SOURCE DATA START
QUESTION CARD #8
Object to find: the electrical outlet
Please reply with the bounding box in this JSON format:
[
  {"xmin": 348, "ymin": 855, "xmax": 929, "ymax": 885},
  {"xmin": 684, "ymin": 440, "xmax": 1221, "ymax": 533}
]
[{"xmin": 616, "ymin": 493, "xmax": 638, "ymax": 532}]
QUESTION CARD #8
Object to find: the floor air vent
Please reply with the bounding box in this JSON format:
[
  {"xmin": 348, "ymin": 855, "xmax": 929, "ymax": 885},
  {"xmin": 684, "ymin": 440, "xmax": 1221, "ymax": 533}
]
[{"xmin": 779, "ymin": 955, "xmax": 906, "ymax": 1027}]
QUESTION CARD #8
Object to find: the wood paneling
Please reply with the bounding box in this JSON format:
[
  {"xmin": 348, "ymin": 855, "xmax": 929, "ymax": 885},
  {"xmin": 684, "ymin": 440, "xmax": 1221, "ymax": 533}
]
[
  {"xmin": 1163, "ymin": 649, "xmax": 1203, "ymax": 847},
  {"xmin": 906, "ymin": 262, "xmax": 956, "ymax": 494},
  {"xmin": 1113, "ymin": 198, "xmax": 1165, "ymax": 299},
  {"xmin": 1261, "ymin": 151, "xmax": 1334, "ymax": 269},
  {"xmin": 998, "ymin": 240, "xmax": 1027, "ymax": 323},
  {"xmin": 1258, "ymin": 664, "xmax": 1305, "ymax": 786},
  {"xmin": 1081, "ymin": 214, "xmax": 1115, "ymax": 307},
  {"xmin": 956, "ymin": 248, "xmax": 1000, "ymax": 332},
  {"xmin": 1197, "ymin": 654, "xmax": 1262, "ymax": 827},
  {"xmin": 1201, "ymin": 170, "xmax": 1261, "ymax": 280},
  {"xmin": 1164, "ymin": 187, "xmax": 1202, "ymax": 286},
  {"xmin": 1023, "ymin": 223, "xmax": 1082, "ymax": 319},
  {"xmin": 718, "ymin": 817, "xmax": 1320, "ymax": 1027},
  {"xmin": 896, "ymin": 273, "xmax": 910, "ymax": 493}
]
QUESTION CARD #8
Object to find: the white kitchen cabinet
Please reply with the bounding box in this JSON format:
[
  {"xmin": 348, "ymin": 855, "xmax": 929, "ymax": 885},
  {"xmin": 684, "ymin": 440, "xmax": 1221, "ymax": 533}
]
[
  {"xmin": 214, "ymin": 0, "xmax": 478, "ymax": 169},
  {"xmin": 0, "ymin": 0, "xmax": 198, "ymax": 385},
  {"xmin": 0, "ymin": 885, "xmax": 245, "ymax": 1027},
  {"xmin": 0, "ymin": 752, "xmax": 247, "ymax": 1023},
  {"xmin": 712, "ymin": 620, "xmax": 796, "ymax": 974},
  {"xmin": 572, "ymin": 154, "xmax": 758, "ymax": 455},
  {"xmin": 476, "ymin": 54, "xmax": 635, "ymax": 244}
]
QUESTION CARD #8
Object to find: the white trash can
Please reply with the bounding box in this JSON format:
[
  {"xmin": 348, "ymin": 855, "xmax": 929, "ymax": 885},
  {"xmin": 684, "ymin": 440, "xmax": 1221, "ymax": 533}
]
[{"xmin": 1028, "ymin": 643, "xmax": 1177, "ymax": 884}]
SOURCE DATA END
SOURCE DATA START
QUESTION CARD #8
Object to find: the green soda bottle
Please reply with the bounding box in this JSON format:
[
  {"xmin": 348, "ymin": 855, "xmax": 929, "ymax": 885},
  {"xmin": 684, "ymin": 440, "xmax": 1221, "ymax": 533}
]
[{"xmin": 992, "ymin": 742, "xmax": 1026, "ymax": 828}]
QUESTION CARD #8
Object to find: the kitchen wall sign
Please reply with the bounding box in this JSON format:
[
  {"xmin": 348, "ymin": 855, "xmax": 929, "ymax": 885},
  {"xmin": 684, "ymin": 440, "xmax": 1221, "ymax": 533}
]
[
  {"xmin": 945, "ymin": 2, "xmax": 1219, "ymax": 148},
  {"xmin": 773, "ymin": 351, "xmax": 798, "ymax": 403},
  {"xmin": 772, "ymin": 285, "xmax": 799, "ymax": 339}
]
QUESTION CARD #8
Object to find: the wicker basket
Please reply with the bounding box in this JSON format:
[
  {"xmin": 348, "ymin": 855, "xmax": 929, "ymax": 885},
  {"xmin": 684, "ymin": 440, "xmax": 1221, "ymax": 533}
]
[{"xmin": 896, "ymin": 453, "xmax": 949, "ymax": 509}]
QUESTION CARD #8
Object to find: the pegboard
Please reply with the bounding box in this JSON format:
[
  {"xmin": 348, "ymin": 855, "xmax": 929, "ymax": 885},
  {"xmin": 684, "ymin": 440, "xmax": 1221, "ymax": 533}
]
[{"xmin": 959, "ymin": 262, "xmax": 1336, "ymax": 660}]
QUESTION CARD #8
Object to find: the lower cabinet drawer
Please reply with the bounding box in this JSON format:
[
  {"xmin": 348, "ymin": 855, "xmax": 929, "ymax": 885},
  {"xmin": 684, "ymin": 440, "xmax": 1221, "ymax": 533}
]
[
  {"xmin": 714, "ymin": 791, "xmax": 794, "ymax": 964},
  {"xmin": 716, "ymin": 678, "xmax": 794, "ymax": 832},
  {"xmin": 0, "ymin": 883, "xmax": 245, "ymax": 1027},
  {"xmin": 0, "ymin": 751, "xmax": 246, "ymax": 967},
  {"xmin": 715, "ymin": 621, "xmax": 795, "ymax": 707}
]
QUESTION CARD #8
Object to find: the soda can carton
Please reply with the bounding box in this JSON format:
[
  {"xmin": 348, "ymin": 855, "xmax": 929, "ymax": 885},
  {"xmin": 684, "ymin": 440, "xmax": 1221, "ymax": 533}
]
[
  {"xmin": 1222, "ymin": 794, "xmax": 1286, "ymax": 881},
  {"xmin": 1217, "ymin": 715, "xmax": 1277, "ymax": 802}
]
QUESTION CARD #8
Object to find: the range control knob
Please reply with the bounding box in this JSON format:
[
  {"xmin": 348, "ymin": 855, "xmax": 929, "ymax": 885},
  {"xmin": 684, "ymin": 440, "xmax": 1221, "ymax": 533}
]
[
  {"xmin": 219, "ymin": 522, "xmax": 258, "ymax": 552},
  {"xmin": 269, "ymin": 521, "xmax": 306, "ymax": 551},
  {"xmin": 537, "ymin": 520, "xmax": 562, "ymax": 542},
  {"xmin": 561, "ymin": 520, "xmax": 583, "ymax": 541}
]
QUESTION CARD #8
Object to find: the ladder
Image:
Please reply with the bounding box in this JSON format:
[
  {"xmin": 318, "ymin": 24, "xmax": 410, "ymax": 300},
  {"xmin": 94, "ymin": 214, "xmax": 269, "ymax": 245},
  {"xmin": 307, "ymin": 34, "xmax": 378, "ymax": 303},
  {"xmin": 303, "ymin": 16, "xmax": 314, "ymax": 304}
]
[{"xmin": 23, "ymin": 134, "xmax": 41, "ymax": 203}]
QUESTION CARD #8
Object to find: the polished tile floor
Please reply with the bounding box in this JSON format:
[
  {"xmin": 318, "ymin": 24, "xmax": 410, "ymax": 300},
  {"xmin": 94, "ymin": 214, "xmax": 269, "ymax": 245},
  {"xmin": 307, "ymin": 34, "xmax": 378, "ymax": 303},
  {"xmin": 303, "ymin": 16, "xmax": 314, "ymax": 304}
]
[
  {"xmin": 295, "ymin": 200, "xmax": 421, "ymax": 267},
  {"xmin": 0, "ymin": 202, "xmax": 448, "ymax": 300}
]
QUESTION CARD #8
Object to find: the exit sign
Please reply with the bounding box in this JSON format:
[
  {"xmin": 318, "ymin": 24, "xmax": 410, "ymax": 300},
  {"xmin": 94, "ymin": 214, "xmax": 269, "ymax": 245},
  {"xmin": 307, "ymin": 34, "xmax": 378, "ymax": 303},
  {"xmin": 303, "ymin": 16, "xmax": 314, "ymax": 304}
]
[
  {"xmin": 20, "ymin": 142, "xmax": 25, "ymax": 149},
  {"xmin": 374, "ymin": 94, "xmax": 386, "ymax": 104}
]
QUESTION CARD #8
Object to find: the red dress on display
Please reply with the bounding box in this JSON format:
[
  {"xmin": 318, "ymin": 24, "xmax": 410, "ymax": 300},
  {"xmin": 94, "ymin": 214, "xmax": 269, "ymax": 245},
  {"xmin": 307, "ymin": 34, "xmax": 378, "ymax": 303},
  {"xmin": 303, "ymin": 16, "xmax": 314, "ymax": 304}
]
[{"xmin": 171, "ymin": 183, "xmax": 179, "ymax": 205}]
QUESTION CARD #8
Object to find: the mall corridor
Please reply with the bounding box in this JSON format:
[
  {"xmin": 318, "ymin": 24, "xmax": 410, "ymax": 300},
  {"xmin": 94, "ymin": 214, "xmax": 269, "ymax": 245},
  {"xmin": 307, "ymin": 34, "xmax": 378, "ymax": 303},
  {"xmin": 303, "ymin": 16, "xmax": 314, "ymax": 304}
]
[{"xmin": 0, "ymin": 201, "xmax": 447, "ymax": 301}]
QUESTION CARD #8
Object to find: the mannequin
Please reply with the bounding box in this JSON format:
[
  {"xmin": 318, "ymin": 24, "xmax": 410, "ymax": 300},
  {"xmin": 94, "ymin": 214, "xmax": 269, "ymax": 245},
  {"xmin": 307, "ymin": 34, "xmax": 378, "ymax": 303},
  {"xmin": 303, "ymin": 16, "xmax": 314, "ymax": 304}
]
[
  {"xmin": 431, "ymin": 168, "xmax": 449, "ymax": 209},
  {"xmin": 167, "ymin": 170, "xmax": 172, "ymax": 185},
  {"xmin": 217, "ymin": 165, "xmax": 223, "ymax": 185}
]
SOURCE DATA END
# YOUR GOAL
Report, from the entries above, each line where "kitchen" is found.

# PROBLEM SOLUTION
Object to find: the white kitchen cabinet
Object to find: the kitchen wall sign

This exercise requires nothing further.